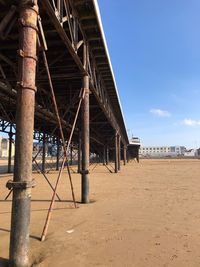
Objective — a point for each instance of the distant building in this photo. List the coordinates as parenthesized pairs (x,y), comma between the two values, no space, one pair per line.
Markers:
(162,151)
(191,153)
(4,147)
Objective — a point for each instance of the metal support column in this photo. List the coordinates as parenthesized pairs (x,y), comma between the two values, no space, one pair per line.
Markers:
(79,153)
(125,156)
(20,218)
(116,153)
(44,153)
(71,154)
(119,152)
(85,142)
(104,155)
(10,150)
(57,154)
(107,155)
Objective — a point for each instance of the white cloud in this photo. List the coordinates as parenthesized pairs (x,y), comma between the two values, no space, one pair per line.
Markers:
(190,122)
(160,113)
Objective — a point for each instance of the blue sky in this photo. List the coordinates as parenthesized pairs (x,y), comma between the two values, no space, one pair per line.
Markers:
(154,47)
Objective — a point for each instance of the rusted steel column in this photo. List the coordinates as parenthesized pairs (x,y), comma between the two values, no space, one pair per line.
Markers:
(85,142)
(107,154)
(57,154)
(44,153)
(20,218)
(116,153)
(125,156)
(104,155)
(79,153)
(10,150)
(119,152)
(71,154)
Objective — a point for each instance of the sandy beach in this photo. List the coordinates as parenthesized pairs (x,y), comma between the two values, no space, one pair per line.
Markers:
(148,215)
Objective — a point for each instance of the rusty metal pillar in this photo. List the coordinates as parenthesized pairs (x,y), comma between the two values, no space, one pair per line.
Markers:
(107,155)
(85,142)
(57,154)
(119,152)
(44,153)
(71,154)
(79,153)
(20,218)
(104,155)
(10,150)
(116,153)
(125,155)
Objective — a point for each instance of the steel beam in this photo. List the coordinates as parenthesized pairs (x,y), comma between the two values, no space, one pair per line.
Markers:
(44,153)
(10,151)
(125,155)
(85,142)
(20,218)
(119,152)
(79,152)
(57,154)
(116,153)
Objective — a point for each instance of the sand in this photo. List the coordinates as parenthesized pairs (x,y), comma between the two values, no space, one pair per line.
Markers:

Exercise task: Please rewrite all the records above, replacing "Markers" with "Points" and changing nothing else. Leave the pictures out of your answer.

Solution to this task:
Objective — a point for each instance of the distant building in this photo. List the coordinates as parenthesized pairs (x,y), comma between the two values, no space, one pair per line.
Points:
(162,151)
(191,153)
(4,147)
Objective — a point for each instance of the metal support column in this photo. List the coordinates as parenthesized pairs (x,y), comma between the two values, no space, one pair per line.
Points:
(79,153)
(125,156)
(20,218)
(116,153)
(44,153)
(71,154)
(119,152)
(85,142)
(104,155)
(10,150)
(57,154)
(107,155)
Objective — a point for each instance of the white cloud in this photo. List the coordinates as parenthesized pairs (x,y), comma between the two values, no space, one pair per line.
Points:
(190,122)
(160,113)
Objective — a point for each instance of the blue sky in this photo. List the coordinates as parenthesized pairs (x,y), comma between the two values, no space, one pair per line.
Points:
(154,47)
Objective — a point for each instance of the rusted steel column in this photo. List the coordinates as parenthesized pairs (x,y), comma between the two values, no space, one pair per line.
Points:
(85,142)
(107,154)
(57,154)
(44,153)
(20,218)
(116,153)
(125,156)
(104,155)
(79,153)
(10,150)
(119,152)
(71,154)
Objective — a point for each instance of the sandy beach in this photo. List the coordinates as parenthesized pairs (x,y), comma between the two values, no space, one pair per line.
Points:
(148,215)
Objective — a point for each instance of the rusty metal pillar in this photo. List the coordinates as parenthesized pairs (x,y), comma between the two values, no space, one pair per line.
Points:
(107,155)
(85,142)
(57,154)
(119,152)
(44,153)
(71,154)
(79,153)
(20,218)
(104,155)
(10,150)
(116,153)
(125,155)
Objective — a point for each instance of the steel beam in this photo. List the coordinates as parenthesized pairs (x,y), comma between the two values, no space, one pair per line.
Points:
(44,153)
(10,151)
(125,155)
(85,142)
(20,218)
(119,152)
(79,152)
(57,154)
(116,153)
Objective — a point for each instance of the sand in this photo. List the coordinates as parenthesized pairs (x,y), comma between the two values, no space, one pair per line.
Points:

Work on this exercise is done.